PASSAGE TO READ:
-----

Restoring muscle regeneration in disease and aging
Our goal is to understand why muscle sometimes fails to regenerate in disease, and how to restore the repair mechanism when it does break down. We study muscle stem cells and the environments they live in, focusing on how inflammatory signals and epigenetic mechanisms determine whether regeneration succeeds or fails.
Research Focus
Overview
Skeletal muscle has a remarkable capacity to regenerate, driven by a population of resident stem cells known as satellite cells. This regenerative capacity is essential for growth, repair after injury, and the maintenance of muscle mass throughout life. In many diseases, including muscular dystrophies, and during aging, this process breaks down. Muscle stem cells fail to properly activate, expand, or differentiate, leading to progressive loss of muscle function. Our work aims to understand why this failure occurs. We focus on how the local environment—particularly inflammatory signals—interacts with epigenetic mechanisms to control gene expression programs in muscle stem cells. By identifying how these programs become disrupted, we seek to develop strategies to reprogram stem cells and restore effective regeneration.
Current Questions
Why does regeneration fail?
What changes in muscle stem cells and their environment cause repair to break down in disease and aging?
Can we reset dysfunctional stem cells?
Are the defects in muscle stem cells permanent, or can we reprogram their epigenetics to restore regenerative function?
How does inflammation shape regeneration?
How much inflammation is needed to support repair, and at what point does it push stem cells toward failure?
How is gene expression rewritten during regeneration?
How do stem cells transition between states and establish new gene expression programs required to form functional muscle fibers?
Do cells “remember” injury?
Do stem cells retain epigenetic memory of past inflammation or damage, and how does that affect future regeneration?
Can we target epigenetics therapeutically to improve regeneration?
Can we manipulate chromatin regulators to improve regeneration in muscular dystrophy and age-related muscle loss?

-----

TASK SET:
**A)** Answer these questions from the muscle regeneration page, one line each:
(i) What are the resident stem cells that drive skeletal muscle regeneration called?
(ii) According to the statement under the title, which two factors determine whether regeneration succeeds or fails?
(iii) Under the last of the current questions, what does the page propose manipulating?
**B)** Copy the portion of the muscle regeneration page that begins with the words containing "Can we reset" and ends with "restore regenerative function?".
**C)** According to the muscle regeneration page, why is muscle function progressively lost in many diseases and during aging?
The records that follow have no connection to the text above.

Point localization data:
-----

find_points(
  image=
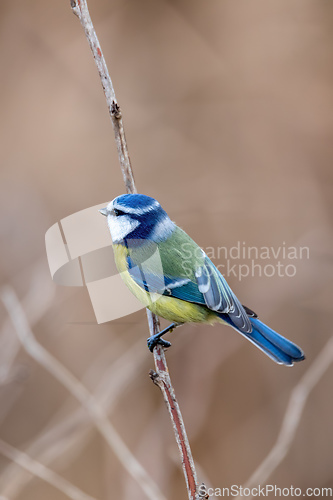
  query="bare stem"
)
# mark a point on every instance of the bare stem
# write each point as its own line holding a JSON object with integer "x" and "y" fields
{"x": 161, "y": 378}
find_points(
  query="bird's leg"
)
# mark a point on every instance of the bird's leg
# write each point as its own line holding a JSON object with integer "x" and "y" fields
{"x": 156, "y": 339}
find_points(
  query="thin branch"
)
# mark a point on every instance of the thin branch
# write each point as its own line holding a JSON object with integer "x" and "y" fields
{"x": 74, "y": 386}
{"x": 162, "y": 378}
{"x": 80, "y": 9}
{"x": 39, "y": 470}
{"x": 292, "y": 416}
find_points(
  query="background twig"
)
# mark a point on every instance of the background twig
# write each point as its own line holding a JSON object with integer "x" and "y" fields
{"x": 52, "y": 365}
{"x": 162, "y": 379}
{"x": 43, "y": 472}
{"x": 292, "y": 417}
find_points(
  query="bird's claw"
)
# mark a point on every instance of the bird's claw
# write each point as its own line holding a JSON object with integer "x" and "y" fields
{"x": 151, "y": 343}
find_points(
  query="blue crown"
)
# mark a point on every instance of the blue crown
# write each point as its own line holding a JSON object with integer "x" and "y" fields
{"x": 135, "y": 203}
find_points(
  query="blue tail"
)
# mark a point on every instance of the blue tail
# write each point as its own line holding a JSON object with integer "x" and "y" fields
{"x": 278, "y": 348}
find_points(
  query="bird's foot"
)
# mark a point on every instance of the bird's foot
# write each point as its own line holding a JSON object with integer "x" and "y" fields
{"x": 156, "y": 339}
{"x": 153, "y": 341}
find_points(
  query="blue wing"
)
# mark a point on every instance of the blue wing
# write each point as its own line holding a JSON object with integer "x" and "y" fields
{"x": 178, "y": 287}
{"x": 211, "y": 290}
{"x": 219, "y": 297}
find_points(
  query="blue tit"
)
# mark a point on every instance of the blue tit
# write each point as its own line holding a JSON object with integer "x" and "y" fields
{"x": 172, "y": 276}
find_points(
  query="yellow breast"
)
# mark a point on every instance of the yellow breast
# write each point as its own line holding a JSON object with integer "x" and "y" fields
{"x": 170, "y": 308}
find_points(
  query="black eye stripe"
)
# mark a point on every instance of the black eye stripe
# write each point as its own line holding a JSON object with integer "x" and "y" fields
{"x": 117, "y": 212}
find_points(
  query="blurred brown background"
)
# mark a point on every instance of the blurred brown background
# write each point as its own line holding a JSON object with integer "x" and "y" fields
{"x": 228, "y": 114}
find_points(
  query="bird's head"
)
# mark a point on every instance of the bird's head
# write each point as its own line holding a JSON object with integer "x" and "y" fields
{"x": 137, "y": 217}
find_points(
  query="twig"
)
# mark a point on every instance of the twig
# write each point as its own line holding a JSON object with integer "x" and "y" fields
{"x": 292, "y": 417}
{"x": 42, "y": 472}
{"x": 80, "y": 9}
{"x": 52, "y": 365}
{"x": 67, "y": 436}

-----

SOLUTION LIST:
**A)**
(i) Satellite cells.
(ii) Inflammatory signals and epigenetic mechanisms.
(iii) Chromatin regulators.

**B)**
Can we reset dysfunctional stem cells?
Are the defects in muscle stem cells permanent, or can we reprogram their epigenetics to restore regenerative function?

**C)** In these conditions the regenerative process breaks down. Muscle stem cells fail to properly activate, expand, or differentiate, and this failure leads to progressive loss of muscle function.